## DATA SHOWN
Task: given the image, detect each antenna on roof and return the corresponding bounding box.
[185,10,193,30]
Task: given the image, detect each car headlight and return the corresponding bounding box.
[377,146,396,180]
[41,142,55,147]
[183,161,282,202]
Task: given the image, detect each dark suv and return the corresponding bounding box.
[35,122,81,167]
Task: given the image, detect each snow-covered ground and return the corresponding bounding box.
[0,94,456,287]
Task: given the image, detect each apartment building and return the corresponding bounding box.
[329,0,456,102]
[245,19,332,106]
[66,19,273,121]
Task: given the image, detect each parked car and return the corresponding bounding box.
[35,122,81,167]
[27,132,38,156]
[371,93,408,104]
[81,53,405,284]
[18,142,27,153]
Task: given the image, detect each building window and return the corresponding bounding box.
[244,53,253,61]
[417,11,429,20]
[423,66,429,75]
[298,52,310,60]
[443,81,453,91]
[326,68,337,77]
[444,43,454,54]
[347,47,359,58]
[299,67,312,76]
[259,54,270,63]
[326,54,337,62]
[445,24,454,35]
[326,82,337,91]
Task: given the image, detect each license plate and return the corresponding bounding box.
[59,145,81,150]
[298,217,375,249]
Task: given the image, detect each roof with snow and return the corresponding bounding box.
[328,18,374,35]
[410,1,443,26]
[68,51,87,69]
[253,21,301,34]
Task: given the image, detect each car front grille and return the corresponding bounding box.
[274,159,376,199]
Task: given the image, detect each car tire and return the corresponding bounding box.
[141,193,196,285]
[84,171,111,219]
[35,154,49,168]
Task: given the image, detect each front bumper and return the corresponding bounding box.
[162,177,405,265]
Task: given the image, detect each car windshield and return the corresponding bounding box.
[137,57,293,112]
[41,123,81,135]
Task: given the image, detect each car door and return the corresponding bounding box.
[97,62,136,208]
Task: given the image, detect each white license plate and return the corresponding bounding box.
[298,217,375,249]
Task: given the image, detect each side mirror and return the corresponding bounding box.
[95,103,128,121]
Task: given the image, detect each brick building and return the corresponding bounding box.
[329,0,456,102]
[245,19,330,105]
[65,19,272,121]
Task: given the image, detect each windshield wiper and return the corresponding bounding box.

## STATED GOAL
Swap every "detect" in the listing above for "locate", and write out the whole listing again with nothing else changed.

## RESPONSE TO THIS EXERCISE
Task: given the image, locate each antenna on roof and return the corresponding bounding box.
[185,10,193,30]
Task: given the image, locate each car headlight and return the corresponding bounding box.
[377,146,396,180]
[41,142,55,147]
[183,161,282,202]
Task: given the image, locate each dark suv and return the corresponding bounding box.
[35,122,81,167]
Task: given the image, locate each snow-covered ground and return the corresponding bounding box.
[0,94,456,287]
Task: given the image, locate each apartment building and return the corresponding bounding box.
[329,0,456,102]
[245,19,332,106]
[66,19,273,121]
Task: given the image, locate each parked car and return the corresponding bounding box.
[35,122,81,167]
[27,132,38,156]
[371,93,408,104]
[81,53,405,284]
[18,142,27,153]
Task: given the image, locate each building window and return the corresponding bounding box.
[244,53,253,61]
[417,11,429,20]
[423,66,429,75]
[298,52,310,60]
[443,81,453,91]
[326,68,337,77]
[444,43,454,54]
[347,47,359,58]
[299,67,312,76]
[259,54,270,63]
[326,54,337,62]
[445,24,454,35]
[326,82,337,91]
Task: given the image, locate each license plate and return the corresponding bounding box.
[59,145,81,150]
[298,217,375,249]
Task: given the image, locate each roof with snow and return the corresponding bounding box.
[328,18,374,35]
[410,1,443,26]
[68,51,87,69]
[253,21,301,34]
Task: given the image, locate each car front grille and return the corresponding bounding box.
[274,159,376,199]
Task: given the image, locate each car tire and return the corresponding bounding box.
[141,193,196,285]
[84,171,111,219]
[35,154,49,168]
Task: given the image, locate each front bumper and return the corresponding bounding box.
[162,177,405,265]
Task: given the image, locate each car windshield and return the corresponding bounding box.
[137,57,293,112]
[41,123,81,135]
Task: given the image, locate each car door and return the corresponding bounding box.
[97,62,136,208]
Task: given the image, locate each white license plate and return the corresponding bounding box.
[298,217,375,249]
Task: given the image, locate each side mirror and return the corresponding bounding box.
[95,103,128,121]
Task: given the image, locate each brick building and return the corresponding bounding box.
[329,0,456,102]
[245,19,330,105]
[65,19,272,121]
Task: given the image, locate each windshield wiper and return the corresponding bounding box.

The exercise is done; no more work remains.